_What is needed:_ Reproduce exactly, and only, the lines below from the one containing "In each <instance>" through the one containing "positive clicks: (781, 885) (943, 815)".

_Data for review:_
◇ ◇ ◇ ◇ ◇ ◇ ◇
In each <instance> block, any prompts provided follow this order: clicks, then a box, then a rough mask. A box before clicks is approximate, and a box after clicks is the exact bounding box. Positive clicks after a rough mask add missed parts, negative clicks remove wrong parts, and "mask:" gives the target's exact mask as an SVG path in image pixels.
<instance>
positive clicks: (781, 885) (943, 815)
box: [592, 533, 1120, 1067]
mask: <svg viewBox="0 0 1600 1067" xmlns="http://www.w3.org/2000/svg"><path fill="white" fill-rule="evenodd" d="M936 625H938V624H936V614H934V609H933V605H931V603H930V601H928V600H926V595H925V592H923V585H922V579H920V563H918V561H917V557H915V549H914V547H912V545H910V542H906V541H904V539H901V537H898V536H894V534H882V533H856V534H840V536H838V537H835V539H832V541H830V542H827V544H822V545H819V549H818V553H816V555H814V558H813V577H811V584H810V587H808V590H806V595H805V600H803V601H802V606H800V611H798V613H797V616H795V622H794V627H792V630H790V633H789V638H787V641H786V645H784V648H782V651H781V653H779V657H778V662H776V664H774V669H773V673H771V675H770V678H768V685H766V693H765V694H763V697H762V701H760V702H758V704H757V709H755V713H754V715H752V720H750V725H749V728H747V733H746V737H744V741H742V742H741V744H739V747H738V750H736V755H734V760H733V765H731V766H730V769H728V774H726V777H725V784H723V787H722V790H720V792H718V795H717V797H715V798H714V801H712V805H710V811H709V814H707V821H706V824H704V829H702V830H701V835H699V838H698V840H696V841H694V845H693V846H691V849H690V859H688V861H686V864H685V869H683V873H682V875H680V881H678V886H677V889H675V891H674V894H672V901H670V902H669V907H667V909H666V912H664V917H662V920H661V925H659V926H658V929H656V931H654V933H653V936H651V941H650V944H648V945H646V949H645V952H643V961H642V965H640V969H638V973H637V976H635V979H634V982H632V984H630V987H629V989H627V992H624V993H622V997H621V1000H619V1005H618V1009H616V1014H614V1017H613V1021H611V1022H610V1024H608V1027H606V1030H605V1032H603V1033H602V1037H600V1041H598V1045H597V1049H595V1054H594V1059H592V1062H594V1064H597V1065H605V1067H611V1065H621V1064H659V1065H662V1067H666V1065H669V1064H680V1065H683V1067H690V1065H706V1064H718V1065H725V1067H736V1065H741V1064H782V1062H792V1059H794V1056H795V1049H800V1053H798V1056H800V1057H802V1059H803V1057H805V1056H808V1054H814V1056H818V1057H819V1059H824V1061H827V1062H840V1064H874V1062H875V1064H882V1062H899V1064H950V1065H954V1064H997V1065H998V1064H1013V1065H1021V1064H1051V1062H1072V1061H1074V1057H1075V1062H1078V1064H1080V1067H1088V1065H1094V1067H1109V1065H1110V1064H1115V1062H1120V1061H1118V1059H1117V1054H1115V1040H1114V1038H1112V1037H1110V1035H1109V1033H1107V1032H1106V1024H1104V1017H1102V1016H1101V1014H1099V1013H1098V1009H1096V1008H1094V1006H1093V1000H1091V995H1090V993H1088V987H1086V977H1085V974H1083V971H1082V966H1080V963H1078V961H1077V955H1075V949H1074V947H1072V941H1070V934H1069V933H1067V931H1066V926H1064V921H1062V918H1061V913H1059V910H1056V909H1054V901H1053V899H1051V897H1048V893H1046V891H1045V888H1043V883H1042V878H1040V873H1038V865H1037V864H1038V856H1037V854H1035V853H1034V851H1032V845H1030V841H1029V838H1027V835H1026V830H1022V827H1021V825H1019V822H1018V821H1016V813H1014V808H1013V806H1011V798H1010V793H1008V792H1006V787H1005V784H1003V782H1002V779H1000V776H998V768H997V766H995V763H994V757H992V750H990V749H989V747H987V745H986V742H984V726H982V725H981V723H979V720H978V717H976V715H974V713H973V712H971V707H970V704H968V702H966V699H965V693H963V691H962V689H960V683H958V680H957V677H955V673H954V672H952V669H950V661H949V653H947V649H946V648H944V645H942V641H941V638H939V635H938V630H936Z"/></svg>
◇ ◇ ◇ ◇ ◇ ◇ ◇
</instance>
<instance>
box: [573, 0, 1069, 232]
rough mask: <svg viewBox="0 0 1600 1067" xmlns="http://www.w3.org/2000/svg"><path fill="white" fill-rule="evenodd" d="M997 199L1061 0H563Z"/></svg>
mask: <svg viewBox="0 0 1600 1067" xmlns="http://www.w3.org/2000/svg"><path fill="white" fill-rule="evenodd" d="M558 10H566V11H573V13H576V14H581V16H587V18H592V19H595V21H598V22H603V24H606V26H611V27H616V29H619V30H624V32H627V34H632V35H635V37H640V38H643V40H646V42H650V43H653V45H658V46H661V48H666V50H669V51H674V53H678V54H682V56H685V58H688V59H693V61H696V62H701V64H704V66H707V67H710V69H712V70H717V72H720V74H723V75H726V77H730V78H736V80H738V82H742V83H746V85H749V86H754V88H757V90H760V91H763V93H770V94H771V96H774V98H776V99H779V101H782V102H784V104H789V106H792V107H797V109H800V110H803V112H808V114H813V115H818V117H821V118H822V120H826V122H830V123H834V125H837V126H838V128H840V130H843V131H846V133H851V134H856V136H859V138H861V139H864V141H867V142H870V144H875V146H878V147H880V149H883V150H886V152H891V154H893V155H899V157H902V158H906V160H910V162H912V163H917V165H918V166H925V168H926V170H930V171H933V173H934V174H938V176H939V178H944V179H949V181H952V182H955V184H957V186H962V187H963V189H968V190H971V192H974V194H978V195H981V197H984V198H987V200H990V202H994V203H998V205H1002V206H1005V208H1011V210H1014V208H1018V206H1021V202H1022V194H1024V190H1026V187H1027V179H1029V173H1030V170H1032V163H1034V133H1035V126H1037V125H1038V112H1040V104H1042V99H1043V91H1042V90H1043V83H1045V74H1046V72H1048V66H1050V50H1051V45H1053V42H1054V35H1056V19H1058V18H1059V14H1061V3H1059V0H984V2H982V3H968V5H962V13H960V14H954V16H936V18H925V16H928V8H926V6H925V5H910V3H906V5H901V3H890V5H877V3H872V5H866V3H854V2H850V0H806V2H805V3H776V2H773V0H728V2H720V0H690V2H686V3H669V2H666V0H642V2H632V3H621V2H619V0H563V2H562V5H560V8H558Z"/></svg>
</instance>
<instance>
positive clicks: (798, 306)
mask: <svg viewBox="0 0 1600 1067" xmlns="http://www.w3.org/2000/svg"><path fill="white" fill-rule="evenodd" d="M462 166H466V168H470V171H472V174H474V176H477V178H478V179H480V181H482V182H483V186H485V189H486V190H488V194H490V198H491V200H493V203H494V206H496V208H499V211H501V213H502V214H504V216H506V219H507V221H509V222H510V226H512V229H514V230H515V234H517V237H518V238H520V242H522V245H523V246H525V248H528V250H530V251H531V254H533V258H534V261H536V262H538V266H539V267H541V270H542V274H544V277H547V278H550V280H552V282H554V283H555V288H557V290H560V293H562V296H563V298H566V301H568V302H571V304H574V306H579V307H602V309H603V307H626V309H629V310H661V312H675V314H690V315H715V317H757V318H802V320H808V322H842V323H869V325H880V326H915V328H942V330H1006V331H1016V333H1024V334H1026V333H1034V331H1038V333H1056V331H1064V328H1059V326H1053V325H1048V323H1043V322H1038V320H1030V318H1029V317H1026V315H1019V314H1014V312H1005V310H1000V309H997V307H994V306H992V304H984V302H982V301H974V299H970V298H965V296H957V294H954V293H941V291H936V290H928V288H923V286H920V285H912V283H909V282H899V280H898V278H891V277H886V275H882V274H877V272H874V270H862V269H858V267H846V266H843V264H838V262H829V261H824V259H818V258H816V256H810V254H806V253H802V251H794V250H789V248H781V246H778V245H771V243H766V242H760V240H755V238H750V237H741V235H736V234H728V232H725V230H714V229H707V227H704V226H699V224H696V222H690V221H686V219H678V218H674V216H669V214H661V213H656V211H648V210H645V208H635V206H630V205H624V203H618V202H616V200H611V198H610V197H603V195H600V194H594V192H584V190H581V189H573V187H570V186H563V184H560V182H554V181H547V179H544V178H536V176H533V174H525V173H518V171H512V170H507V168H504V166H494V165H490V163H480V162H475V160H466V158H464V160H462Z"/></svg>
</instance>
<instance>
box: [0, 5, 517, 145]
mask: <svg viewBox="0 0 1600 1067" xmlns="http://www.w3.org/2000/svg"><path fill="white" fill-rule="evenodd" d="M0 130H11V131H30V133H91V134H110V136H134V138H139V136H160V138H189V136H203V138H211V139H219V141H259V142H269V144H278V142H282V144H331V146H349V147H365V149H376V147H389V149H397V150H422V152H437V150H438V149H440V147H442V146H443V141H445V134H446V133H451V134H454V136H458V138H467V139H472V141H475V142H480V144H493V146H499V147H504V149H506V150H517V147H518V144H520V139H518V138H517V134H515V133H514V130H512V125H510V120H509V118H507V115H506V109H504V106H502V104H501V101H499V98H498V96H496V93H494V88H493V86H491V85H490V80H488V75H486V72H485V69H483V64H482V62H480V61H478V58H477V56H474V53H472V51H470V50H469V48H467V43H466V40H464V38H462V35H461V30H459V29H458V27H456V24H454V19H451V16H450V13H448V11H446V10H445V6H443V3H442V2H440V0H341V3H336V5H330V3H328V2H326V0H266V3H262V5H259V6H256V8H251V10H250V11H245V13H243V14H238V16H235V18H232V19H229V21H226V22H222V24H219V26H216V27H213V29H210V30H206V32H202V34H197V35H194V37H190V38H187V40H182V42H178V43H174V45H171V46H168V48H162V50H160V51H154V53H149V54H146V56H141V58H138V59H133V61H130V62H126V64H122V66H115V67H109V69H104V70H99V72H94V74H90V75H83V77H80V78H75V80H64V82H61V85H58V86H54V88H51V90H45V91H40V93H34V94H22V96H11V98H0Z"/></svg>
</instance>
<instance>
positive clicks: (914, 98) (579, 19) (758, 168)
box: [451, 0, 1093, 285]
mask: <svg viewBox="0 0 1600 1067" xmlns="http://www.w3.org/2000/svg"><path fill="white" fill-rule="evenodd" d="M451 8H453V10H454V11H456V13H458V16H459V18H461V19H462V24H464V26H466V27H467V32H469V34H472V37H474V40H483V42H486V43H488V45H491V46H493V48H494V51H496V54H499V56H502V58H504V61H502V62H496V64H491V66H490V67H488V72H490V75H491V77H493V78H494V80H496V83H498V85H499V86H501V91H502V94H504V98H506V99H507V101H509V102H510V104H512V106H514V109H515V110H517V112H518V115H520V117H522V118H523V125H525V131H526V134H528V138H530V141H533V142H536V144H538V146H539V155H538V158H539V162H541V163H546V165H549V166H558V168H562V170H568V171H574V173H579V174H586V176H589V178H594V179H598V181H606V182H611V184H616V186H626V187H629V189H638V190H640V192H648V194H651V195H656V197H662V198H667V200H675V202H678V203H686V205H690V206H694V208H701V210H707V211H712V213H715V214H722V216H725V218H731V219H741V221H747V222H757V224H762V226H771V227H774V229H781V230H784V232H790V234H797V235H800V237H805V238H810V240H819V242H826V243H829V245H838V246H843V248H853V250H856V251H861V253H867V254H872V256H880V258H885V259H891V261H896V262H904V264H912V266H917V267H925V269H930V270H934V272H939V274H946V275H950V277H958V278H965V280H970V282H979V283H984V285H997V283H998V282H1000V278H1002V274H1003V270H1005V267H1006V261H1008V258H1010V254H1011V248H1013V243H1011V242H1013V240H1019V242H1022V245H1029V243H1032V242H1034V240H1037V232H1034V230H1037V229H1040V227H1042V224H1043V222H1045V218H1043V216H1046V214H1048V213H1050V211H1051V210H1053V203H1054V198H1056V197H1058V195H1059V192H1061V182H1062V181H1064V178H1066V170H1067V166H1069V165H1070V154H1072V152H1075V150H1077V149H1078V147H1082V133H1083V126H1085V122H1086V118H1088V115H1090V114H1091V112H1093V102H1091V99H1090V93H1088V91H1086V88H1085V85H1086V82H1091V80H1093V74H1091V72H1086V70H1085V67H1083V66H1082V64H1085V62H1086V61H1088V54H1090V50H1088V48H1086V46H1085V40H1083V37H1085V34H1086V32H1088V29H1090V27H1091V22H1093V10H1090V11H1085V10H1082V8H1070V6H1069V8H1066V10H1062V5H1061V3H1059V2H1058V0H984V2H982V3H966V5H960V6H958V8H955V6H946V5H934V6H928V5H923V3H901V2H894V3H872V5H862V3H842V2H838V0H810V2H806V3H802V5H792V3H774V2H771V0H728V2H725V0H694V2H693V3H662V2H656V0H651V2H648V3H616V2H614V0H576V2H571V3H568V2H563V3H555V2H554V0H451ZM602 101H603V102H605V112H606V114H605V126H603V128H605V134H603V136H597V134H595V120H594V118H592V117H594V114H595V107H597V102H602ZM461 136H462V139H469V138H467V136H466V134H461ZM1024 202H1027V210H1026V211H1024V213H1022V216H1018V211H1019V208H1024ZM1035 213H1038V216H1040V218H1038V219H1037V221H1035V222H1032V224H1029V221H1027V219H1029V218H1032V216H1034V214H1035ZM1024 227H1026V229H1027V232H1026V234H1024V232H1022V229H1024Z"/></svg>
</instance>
◇ ◇ ◇ ◇ ◇ ◇ ◇
_Exercise answer:_
In each <instance> block, any prompts provided follow this order: clicks, then a box, then a rough mask. A box before clicks is approximate, and a box after clicks is the exact bounding box. Positive clicks after a rough mask add missed parts, negative clicks remove wrong parts, and "mask:" gives the target's exact mask as an SVG path in image pixels.
<instance>
positive clicks: (781, 885) (943, 815)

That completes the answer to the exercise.